━━━━━ Exercise passage
Abstract

DNA sequence is an important determinant of the positioning, stability, and activity of nucleosomes, yet the molecular basis of these effects remains elusive. A “consensus DNA sequence” for nucleosome positioning has not been reported and, while certain DNA sequence preferences or motifs for nucleosome positioning have been discovered, how they function is not known. Here, we report that an unexpected observation concerning the reassembly of nucleosomes during salt gradient dialysis has allowed a breakthrough in our efforts to identify the nucleosomal locations of the DNA sequence motifs that dominate histone–DNA interactions and nucleosome positioning. We conclude that a previous selection experiment for high-affinity, nucleosome-forming DNA sequences exerted selective pressure chiefly on the central stretch of the nucleosomal DNA. This observation implies that algorithms for aligning the selected DNA sequences should seek to optimize the alignment over much less than the full 147 bp of nucleosomal DNA. A new alignment calculation implemented these ideas and successfully aligned 19 of the 41 sequences in a non-redundant database of selected high-affinity, nucleosome-positioning sequences. The resulting alignment reveals strong conservation of several stretches within a central 71 bp of the nucleosomal DNA. The alignment further reveals an inherent palindromic symmetry in the selected DNAs; it makes testable predictions of nucleosome positioning on the aligned sequences and for the creation of new positioning sequences, both of which are upheld experimentally; and it suggests new signals that may be important in translational nucleosome positioning.
━━━━━━━━━━
━━━━━ Extracted material
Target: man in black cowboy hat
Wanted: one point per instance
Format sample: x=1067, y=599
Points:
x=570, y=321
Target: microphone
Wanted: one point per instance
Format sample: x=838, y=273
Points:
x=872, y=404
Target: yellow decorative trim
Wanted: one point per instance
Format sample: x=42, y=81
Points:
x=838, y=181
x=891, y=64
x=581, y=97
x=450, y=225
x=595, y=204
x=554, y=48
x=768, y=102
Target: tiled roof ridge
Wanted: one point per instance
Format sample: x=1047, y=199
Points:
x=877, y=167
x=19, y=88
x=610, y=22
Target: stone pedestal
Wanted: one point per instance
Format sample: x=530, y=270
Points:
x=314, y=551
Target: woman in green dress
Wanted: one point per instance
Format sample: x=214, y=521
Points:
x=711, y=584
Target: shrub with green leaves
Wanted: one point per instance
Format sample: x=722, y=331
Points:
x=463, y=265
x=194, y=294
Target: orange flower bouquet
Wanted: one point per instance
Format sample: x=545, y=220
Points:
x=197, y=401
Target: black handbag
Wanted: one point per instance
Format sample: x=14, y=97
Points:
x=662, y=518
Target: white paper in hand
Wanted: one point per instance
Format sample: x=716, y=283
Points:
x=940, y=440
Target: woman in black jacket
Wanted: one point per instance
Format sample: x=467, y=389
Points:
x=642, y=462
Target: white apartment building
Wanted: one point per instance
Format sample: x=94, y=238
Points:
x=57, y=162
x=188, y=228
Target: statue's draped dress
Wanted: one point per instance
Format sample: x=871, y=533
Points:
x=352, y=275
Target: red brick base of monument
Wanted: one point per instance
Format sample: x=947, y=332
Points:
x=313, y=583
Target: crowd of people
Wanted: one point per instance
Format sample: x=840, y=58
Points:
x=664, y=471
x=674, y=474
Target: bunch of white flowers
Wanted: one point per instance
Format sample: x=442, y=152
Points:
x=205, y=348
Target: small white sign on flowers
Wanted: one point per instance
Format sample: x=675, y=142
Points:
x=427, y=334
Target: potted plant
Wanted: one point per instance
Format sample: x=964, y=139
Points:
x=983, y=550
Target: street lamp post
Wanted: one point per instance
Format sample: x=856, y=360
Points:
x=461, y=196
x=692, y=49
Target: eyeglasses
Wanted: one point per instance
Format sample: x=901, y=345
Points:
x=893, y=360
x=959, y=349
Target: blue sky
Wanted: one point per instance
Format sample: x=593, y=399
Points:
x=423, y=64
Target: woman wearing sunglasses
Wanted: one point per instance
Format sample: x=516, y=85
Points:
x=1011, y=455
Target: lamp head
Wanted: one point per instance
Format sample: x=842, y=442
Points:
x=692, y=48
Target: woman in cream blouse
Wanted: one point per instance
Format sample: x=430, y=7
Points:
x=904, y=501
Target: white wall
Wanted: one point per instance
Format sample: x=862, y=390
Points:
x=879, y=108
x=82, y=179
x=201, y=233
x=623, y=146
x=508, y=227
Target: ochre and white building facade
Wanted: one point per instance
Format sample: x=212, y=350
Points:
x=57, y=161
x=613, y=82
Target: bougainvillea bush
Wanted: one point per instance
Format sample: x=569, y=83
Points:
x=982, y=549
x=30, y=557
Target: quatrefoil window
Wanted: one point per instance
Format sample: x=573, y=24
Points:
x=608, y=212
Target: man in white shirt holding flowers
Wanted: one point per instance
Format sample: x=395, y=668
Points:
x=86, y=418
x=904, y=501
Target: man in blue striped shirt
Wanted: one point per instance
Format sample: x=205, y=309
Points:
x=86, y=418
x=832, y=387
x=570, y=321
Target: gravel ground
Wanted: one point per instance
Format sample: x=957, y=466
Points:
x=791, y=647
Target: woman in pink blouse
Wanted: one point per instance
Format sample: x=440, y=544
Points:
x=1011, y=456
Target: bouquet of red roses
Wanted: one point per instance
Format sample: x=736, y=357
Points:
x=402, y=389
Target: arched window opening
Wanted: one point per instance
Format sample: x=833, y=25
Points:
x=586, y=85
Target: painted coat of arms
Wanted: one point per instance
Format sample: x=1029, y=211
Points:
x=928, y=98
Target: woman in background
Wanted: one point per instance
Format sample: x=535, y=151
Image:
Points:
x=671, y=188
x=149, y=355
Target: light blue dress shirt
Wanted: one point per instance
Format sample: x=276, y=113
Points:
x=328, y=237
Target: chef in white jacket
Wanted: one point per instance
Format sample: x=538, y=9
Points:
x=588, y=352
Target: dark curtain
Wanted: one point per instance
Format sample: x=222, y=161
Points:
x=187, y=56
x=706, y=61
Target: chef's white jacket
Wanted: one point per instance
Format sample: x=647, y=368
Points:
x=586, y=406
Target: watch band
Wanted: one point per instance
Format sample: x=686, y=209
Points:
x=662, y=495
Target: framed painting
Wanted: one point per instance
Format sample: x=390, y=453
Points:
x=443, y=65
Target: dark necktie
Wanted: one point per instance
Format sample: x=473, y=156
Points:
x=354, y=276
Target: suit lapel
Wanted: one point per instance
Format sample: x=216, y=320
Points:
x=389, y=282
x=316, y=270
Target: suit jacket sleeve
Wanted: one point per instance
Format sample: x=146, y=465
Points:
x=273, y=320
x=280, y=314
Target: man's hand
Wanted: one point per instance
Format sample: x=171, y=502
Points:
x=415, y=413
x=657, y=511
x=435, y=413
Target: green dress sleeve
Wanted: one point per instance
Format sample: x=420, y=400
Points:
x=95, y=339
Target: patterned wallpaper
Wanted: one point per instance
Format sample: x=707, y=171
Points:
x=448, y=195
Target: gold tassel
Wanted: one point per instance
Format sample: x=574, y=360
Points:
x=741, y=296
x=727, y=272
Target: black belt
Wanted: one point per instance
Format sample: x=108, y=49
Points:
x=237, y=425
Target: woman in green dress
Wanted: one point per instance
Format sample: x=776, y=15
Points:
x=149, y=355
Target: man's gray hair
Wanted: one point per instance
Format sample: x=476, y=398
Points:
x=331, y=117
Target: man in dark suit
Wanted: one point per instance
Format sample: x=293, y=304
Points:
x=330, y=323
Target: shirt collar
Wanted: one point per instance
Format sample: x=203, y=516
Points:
━━━━━━━━━━
**Required action:** According to the abstract on nucleosome positioning, how many sequences in the non-redundant database did the new alignment calculation successfully align?

**Answer space:** It aligned 19 of the 41 sequences.